** SUPPLIED MATERIAL follows **

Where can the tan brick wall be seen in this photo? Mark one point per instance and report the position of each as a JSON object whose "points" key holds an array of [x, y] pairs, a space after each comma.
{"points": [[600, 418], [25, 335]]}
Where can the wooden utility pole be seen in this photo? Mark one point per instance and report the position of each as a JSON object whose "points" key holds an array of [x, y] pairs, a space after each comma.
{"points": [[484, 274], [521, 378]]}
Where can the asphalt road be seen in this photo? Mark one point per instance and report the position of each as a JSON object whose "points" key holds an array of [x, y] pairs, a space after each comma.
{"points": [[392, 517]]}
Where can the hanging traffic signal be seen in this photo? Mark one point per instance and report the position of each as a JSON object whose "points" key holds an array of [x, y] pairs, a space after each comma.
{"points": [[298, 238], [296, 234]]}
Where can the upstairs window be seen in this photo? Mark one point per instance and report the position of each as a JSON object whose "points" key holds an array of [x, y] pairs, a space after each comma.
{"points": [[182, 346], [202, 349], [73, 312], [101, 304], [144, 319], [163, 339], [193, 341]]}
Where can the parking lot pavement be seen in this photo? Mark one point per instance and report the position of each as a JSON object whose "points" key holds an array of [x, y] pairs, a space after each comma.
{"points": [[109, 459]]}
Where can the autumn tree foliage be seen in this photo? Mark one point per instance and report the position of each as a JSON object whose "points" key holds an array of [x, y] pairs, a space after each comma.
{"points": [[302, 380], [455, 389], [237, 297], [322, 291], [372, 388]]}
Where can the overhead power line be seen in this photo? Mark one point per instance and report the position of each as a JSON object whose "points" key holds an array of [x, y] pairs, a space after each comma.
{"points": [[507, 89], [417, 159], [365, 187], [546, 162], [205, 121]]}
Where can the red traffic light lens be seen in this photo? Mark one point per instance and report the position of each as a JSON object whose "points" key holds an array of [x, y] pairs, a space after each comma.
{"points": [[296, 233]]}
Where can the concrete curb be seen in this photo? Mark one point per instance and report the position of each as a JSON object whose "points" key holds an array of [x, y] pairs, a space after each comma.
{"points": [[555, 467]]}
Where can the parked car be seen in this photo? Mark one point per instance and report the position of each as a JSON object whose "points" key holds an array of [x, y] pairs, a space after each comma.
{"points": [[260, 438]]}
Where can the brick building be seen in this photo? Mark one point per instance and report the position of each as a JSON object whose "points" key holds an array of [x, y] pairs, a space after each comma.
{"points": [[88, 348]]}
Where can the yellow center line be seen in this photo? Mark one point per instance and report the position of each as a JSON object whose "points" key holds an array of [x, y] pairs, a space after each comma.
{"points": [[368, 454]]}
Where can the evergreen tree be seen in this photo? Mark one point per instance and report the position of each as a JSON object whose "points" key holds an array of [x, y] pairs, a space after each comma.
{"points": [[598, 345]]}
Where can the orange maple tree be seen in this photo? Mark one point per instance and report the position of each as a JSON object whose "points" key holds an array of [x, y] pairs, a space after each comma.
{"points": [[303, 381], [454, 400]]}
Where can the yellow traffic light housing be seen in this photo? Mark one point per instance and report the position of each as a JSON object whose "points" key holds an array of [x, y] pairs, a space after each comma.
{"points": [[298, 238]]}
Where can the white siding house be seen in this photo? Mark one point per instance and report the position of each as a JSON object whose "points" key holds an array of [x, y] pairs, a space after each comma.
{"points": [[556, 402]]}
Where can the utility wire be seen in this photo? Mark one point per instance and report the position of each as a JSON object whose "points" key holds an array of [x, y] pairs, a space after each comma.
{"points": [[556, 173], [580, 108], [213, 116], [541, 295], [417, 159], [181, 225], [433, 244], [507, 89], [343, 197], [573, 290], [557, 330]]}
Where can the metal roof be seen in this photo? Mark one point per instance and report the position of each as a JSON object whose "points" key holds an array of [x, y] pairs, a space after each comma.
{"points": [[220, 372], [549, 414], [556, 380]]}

** End of SUPPLIED MATERIAL **

Give the records above again in full, keeping every character unchanged.

### SOLUTION FOR THIS PROBLEM
Where can the tan brick wall be seen in this photo? Mark one point per instance and report the position of each as a JSON object whose "points" key holds an array of [x, y] pairs, a space after each comma.
{"points": [[600, 418], [25, 335]]}
Where can the wooden utility pole be seen in this photo? Mark one point per instance and report the position of each as a JSON object whose "points" key holds an array of [x, y] pairs, a space after each comma.
{"points": [[484, 274], [521, 378]]}
Where can the asphalt road be seen in this photo? Mark one point per instance and report the position of each as a JSON object whose "points" key holds an array of [x, y] pairs, a space after each comma.
{"points": [[392, 517]]}
Where can the hanging traffic signal be seen in this photo? Mark one point per instance and report the position of each as a JSON object whose "points" key holds an array of [x, y] pairs, a space after each comma.
{"points": [[298, 238], [296, 234]]}
Where can the upstairs window be seen in this photo? Mark one point per instance and report the position of each as a JSON object whose "points" key holds an array of [x, y] pairs, a space after each comma.
{"points": [[182, 346], [202, 349], [73, 312], [101, 304], [144, 319], [163, 339], [193, 341]]}
Where can the parking lot pavement be seen in this photo? Mark one point per instance and report the position of each as a JSON object whose "points" key holds an array of [x, y] pairs, a space after each comma.
{"points": [[109, 459]]}
Where can the autumn tree foliage be seen in this photo? Mark one point per instance and report the position of each as a JSON object whose "points" key holds an array of [x, y] pairs, a space after each comma.
{"points": [[302, 380], [455, 389], [237, 297], [322, 291], [372, 388]]}
Where can the overhead power line be seen in this photo? Mark one point per instance and report the position of each as a JSON object whose "points" key holds an array of [x, y] pairs, a space after each comma.
{"points": [[507, 89], [417, 159], [365, 187], [546, 162], [205, 121]]}
Where can the red traffic light lens be seen in this photo? Mark one point per instance and report the position of each as a JSON object whose "points" key holds an array of [x, y] pairs, a space after each comma.
{"points": [[296, 233]]}
Where can the concrete curb be seen in this photo? Mark one point per instance and report the position of each as a JSON object whose "points" key holds an array of [x, y] pairs, a space after each comma.
{"points": [[555, 467]]}
Where can the parked car be seen in this photo? Mark one point per instance and report the position of each as a JSON object whose "points" key holds an array of [x, y] pairs, a space after each comma.
{"points": [[260, 438]]}
Where can the brick building be seen in this photo? Mark one point per instance and report the position of each as a JSON object whose "points" key holds an array of [x, y] pairs, a space after each comma.
{"points": [[88, 348]]}
Where can the yellow center line be seen in this photo? Mark one point per instance and report the position of each as a JSON object whose "points" key holds an array of [x, y] pairs, a space after each comma.
{"points": [[368, 454]]}
Where can the evergreen tree be seen in this photo? Mark one point per instance and report the position of each as a JSON object whose "points" key holds an array of [x, y] pairs, a space after each comma.
{"points": [[598, 345]]}
Where can the orange maple tree be seen in this photo? Mark one point per instance and report the position of each as a JSON object whose "points" key holds an array of [x, y] pairs, a space after each comma.
{"points": [[303, 381], [454, 400]]}
Where can the yellow traffic light housing be seen in this photo? Mark one point per instance and report the position of each as a JSON object whose "points" key holds an array of [x, y] pairs, a space after each comma.
{"points": [[298, 238]]}
Where can the white siding house be seen in this photo? Mark one point per instance and report the position of each as a JSON object whose "points" key holds an array of [x, y] pairs, a space after each comma.
{"points": [[556, 402]]}
Where can the utility wire be seen in this photo? Mark one point per instance and report the position of each as a JSON object whose "points" key holds an array of [x, y] pairs, a space after each comma.
{"points": [[556, 173], [580, 108], [213, 116], [541, 295], [417, 159], [181, 225], [433, 244], [507, 89], [343, 197], [573, 290], [557, 330]]}
Where can the metal roof be seen in this photo? Mark one point per instance and report the position of each as a JSON object whose "points" key holds an array of [x, y] pairs, a space after each comma.
{"points": [[220, 372], [549, 414], [556, 380]]}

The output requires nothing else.